Excerpt:
SECTION 8.  EXTENSION

        The Board of Directors may, in its sole discretion, extend the dates
during which all or any particular Option or Options granted under the Plan may
be exercised; provided, however, that no such extension shall be permitted if it
would cause Incentive Stock Options issued under the Plan to fail to comply with
Section 422 of the Code.

SECTION 9.  GENERAL PROVISIONS APPLICABLE TO OPTIONS

        (a) Each Option under the Plan shall be evidenced by a writing delivered
to the Participant specifying the terms and conditions thereof and containing
such other terms and conditions not inconsistent with the provisions of the Plan
as the Board of Directors considers necessary or advisable to achieve the
purposes of the Plan or comply with applicable tax and regulatory laws and
accounting principles.

        (b) Each Option may be granted alone, in addition to or in relation to
any other Option. The terms of each Option need not be identical, and the Board
of Directors need not treat Participants uniformly. Except as otherwise provided
by the Plan or a particular Option, any determination with respect to an Option
may be made by the Board at the time of grant or at any time thereafter.

        (c) In the event of a consolidation, reorganization, merger or sale of
all or substantially all of the assets of the Corporation in each case in which
outstanding shares of Common Stock are exchanged for securities, cash or other
property of any other corporation or business entity or in the event of a
liquidation of the Corporation, the Board of Directors may, in its discretion,
provide for any one or more of the following actions, as to outstanding options:
(i) provide that such options shall be assumed, or equivalent options shall be
substituted, by the acquiring or succeeding corporation (or an affiliate
thereof), provided that any such options substituted for Incentive Stock Options
shall meet the requirements of Section 424(a) of the Code, (ii) upon written
notice to the Participants, provide that all unexercised options will terminate
immediately prior to the consummation of such transaction unless exercised (to
the extent then exercisable) by the Participant within a specified period
following the date of such notice, (iii) in the event of a merger under the
terms of which holders of the Common Stock of the Corporation will receive upon
consummation thereof a cash payment for each share surrendered in the merger
(the "Merger Price"), make or provide for a cash payment to the Participants
equal to the difference between (A) the Merger Price times the number of shares
of Common Stock subject to such outstanding Options (to the extent then
exercisable at prices not in excess of the Merger Price) and (B) the aggregate
exercise price of all such outstanding Options in exchange for the termination
of such Options, and (iv) provide that all or any outstanding Options shall
become exercisable in full immediately prior to such event.

        (d) The Participant shall pay to the Corporation, or make provision
satisfactory to the Board of Directors for payment of, any taxes required by law
to be withheld in respect of Options under the Plan no later than the date of
the event creating the tax liability. In the Board's sole discretion, a
Participant (other than a Participant subject to Section 16 of the Act (a
"Section 16 Participant"), who shall be subject to the following sentence) may
elect to have such tax obligations paid, in whole or in part, in shares of
Common Stock, including shares retained from the Option creating the tax
obligation. With respect to Section 16 Participants, upon the issuance of shares
of Common Stock in respect of an Option, such number of shares issuable shall be
reduced by the number of shares necessary to satisfy such Section 16
Participant's federal, and where applicable, state withholding tax obligations.

[Stored items]
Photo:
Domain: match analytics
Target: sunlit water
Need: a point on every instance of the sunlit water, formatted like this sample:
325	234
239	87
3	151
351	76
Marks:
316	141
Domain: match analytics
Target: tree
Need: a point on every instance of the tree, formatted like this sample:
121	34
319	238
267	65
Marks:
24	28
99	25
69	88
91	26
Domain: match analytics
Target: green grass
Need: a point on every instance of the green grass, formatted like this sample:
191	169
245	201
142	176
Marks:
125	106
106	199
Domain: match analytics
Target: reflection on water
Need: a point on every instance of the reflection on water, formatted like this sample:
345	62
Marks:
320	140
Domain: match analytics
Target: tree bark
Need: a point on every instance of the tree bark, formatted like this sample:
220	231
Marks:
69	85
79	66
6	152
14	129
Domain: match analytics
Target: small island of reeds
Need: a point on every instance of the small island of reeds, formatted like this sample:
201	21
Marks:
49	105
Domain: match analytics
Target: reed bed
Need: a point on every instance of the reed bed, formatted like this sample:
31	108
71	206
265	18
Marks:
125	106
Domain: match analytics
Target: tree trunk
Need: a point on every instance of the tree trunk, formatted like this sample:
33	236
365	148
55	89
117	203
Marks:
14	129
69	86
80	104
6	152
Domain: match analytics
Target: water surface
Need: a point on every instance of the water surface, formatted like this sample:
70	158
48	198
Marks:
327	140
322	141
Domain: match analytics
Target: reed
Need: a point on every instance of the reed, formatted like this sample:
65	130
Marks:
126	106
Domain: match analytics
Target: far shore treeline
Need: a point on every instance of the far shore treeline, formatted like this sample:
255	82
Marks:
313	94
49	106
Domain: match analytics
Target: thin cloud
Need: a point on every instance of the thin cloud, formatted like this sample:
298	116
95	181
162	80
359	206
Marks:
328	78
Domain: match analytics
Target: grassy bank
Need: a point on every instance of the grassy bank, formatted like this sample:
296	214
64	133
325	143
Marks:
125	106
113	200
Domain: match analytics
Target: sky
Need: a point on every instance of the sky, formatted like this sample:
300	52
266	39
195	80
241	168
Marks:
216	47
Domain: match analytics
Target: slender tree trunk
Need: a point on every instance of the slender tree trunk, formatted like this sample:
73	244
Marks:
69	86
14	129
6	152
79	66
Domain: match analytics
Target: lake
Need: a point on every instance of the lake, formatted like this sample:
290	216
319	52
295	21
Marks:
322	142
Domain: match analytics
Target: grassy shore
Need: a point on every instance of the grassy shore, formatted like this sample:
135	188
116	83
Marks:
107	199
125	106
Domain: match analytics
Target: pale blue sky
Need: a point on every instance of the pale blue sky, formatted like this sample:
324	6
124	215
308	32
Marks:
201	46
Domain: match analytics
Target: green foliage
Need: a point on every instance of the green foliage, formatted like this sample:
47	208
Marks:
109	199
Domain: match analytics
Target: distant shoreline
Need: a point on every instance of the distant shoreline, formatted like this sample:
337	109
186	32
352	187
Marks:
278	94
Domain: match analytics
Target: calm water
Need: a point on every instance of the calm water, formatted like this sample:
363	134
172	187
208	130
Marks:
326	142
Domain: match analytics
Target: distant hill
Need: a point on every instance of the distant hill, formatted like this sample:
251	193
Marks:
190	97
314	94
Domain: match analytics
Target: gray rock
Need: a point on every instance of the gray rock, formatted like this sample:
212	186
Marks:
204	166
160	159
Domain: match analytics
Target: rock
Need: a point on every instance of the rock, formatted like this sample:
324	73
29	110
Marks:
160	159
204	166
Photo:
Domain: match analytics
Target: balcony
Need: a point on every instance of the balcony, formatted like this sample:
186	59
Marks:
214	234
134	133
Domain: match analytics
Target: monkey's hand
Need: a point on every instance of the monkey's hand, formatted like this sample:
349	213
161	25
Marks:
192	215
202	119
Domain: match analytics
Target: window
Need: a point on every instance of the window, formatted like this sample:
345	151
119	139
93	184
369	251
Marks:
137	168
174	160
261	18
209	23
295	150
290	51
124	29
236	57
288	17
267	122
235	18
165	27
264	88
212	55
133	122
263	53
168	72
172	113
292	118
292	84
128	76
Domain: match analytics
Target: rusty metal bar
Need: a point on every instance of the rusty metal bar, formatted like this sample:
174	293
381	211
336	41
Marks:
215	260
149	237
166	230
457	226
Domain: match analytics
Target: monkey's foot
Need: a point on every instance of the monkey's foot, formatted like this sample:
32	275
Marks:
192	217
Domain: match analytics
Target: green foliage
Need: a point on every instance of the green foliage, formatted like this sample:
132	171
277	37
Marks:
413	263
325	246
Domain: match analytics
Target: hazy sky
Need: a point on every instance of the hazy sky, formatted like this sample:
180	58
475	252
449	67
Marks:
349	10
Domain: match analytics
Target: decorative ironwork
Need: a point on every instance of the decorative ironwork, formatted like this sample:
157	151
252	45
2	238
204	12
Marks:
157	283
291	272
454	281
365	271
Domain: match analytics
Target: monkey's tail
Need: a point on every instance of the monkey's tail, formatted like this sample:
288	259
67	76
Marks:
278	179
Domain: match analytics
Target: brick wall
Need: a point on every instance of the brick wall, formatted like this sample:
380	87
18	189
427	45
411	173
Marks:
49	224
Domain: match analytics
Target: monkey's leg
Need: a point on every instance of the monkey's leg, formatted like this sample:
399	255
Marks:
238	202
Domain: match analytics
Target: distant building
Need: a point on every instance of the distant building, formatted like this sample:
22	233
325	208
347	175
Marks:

Tasks and exercises:
A: Write out the stock option plan excerpt word for word, from "(a) Each Option" down to "accounting principles.".
B: Continue the stock option plan text from where it stops.

Answer set:
A:
(a) Each Option under the Plan shall be evidenced by a writing delivered
to the Participant specifying the terms and conditions thereof and containing
such other terms and conditions not inconsistent with the provisions of the Plan
as the Board of Directors considers necessary or advisable to achieve the
purposes of the Plan or comply with applicable tax and regulatory laws and
accounting principles.

B:
For withholding tax purposes, the value of the shares of Common Stock shall be
the Fair Market Value on the date the withholding obligation is incurred. The
Corporation may, to the extent permitted by law, deduct any such tax obligations
from any payment of any kind otherwise due to the Participant.



        (e) For purposes of the Plan, the following events shall not be deemed a
termination of employment of a Participant:

            (i) a transfer to the employment of the Corporation from a
        subsidiary or from the Corporation to a subsidiary, or from one
        subsidiary to another, or

            (ii) an approved leave of absence for military service or sickness,
        or for any other purpose approved by the Corporation, if the
        Participant's right to reemployment is guaranteed either by a statute or
        by contract or under the policy pursuant to which the leave of absence
        was granted or if the Board of Directors otherwise so provides in
        writing.

        (f) The Board of Directors may at any time, and from time to time,
amend, modify or terminate the Plan or any outstanding Option held by a
Participant, including substituting therefor another Option of the same or a
different type or changing the date of exercise or realization, provided that
the Participant's consent to each action shall be required unless the Board of
Directors determines that the action, taking into account any related action,
would not materially and adversely affect the Participant.

SECTION 10.  MISCELLANEOUS

        (a) No person shall have any claim or right to be granted an Option, and
the grant of an Option shall not be construed as giving a Participant the right
to continued employment or service on the Corporation's Board of Directors. The
Corporation expressly reserves the right at any time to dismiss a Participant
free from any liability or claim under the Plan, except as expressly provided in
the applicable Option.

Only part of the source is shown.